**OPDRACHT:** Zet het deel van de gegevens hieronder dat begint bij de regel met "floral dress shown in this photo?" en doorloopt tot het einde van de gegevens om in een JSON-lijst van strings, één string per regel. Laat lege regels weg.

:: GEGEVENS ::

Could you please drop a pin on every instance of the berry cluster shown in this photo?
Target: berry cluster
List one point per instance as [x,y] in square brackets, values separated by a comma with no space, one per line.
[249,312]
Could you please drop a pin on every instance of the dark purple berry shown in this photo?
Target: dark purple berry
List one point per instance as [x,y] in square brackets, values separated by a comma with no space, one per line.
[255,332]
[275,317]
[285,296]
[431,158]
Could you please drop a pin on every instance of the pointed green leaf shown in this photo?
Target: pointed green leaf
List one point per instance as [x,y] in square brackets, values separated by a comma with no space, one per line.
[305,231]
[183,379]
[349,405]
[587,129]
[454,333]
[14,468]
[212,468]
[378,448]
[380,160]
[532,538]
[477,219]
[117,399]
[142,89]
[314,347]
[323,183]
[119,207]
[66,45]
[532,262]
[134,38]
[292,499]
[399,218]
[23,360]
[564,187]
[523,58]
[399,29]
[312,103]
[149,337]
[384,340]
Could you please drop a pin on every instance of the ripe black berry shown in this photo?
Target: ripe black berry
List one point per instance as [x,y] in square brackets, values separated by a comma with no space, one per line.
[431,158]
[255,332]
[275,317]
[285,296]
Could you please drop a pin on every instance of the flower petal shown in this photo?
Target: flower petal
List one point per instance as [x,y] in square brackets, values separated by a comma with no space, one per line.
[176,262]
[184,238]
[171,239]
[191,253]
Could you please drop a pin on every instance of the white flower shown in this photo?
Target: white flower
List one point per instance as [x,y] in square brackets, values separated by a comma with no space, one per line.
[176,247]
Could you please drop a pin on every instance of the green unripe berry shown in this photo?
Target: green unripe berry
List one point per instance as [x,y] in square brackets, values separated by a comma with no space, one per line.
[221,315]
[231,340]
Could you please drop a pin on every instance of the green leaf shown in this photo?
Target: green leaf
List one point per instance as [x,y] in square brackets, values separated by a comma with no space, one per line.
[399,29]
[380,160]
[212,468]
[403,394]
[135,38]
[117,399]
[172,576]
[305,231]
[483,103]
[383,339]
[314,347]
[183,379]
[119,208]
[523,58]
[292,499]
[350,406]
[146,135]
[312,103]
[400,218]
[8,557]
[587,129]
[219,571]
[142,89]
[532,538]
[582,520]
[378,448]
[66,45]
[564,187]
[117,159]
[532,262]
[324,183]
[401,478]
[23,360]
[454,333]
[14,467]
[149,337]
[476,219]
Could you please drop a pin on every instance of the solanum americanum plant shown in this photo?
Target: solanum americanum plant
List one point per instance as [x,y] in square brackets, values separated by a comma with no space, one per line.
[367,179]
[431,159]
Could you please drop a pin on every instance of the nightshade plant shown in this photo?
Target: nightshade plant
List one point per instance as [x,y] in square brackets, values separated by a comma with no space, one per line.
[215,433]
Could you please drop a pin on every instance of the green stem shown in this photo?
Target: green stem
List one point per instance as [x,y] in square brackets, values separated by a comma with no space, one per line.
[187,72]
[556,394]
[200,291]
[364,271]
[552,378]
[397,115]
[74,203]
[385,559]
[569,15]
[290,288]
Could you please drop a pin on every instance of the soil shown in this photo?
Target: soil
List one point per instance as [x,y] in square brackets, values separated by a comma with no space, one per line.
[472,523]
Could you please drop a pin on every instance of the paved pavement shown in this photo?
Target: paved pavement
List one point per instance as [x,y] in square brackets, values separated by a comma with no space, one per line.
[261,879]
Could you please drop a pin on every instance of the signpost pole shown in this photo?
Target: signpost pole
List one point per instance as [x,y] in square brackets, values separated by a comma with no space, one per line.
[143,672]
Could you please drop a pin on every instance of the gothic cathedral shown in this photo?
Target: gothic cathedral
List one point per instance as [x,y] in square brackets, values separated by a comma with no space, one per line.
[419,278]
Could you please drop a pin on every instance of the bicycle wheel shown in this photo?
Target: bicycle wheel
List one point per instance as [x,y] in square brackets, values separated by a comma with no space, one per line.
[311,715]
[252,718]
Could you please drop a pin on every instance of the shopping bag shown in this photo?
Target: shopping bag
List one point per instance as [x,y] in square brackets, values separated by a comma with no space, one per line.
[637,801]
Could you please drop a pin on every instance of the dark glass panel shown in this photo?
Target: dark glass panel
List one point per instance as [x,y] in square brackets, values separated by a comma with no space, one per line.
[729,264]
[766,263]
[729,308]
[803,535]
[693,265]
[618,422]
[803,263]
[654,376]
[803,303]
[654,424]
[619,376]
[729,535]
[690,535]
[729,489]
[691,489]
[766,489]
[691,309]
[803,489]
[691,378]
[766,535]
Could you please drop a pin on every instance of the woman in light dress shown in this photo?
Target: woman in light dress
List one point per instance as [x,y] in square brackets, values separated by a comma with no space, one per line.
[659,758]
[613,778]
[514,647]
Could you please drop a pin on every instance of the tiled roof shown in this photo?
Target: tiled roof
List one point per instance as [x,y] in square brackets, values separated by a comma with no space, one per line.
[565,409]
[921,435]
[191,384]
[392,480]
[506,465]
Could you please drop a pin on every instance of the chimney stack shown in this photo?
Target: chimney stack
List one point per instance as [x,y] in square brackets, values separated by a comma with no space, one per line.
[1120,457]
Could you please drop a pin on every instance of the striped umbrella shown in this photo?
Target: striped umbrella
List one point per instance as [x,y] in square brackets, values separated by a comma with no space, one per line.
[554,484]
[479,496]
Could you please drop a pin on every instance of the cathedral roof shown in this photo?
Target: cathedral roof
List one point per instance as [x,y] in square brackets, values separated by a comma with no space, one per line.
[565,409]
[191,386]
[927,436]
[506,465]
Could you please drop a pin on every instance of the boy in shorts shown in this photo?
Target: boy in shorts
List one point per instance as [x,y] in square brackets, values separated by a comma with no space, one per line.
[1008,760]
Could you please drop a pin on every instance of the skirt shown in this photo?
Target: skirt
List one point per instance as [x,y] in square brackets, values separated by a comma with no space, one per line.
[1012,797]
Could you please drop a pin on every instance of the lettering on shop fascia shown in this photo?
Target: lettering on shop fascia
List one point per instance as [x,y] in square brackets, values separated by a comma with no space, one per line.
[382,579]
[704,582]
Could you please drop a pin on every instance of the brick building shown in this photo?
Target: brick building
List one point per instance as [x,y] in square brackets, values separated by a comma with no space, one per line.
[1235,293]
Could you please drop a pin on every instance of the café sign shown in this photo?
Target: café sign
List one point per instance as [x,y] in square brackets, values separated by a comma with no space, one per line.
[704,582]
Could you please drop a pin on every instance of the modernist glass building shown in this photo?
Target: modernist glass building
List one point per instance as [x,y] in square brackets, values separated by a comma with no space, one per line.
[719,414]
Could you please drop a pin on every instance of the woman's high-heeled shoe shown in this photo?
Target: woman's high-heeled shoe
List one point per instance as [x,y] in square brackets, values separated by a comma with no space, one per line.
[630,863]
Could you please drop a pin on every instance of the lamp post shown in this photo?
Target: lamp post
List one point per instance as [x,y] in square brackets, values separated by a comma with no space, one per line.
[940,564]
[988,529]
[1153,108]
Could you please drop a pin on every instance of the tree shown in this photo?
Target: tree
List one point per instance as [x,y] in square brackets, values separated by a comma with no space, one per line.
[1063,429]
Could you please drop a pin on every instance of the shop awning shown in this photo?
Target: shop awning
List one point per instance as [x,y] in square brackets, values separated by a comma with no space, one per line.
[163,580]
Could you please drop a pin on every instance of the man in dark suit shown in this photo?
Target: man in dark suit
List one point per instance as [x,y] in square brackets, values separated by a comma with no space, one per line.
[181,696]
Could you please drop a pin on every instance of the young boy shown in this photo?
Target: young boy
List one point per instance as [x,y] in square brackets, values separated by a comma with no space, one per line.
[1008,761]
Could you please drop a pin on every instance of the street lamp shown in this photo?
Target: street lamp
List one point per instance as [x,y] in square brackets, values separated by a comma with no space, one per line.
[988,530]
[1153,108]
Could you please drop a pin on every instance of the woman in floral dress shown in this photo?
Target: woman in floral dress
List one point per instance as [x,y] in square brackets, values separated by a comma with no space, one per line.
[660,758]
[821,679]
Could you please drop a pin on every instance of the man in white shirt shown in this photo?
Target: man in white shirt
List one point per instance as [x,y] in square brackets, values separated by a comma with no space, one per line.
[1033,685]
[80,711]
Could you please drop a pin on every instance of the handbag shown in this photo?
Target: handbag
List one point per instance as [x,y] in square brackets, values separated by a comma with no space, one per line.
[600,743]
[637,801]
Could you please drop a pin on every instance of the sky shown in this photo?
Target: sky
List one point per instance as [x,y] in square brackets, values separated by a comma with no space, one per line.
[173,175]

:::

**UITWERKING:**
[
  "Could you please drop a pin on every instance of the woman in floral dress shown in this photo?",
  "Target: woman in floral dress",
  "List one point per instance as [x,y] in square brackets, values separated by a comma with no space, one per line.",
  "[660,758]",
  "[821,679]",
  "Could you please drop a pin on every instance of the man in white shirt shown in this photo?",
  "Target: man in white shirt",
  "List one point per instance as [x,y] in square brackets, values separated by a comma with no space, one per line.",
  "[1033,685]",
  "[80,711]",
  "Could you please drop a pin on every instance of the handbag shown in this photo?",
  "Target: handbag",
  "List one point per instance as [x,y] in square brackets, values separated by a comma with no space, one per line.",
  "[600,743]",
  "[637,801]",
  "Could you please drop a pin on every instance of the sky shown in this photo?",
  "Target: sky",
  "List one point per instance as [x,y] in square brackets, values separated by a comma with no space, one per line.",
  "[173,175]"
]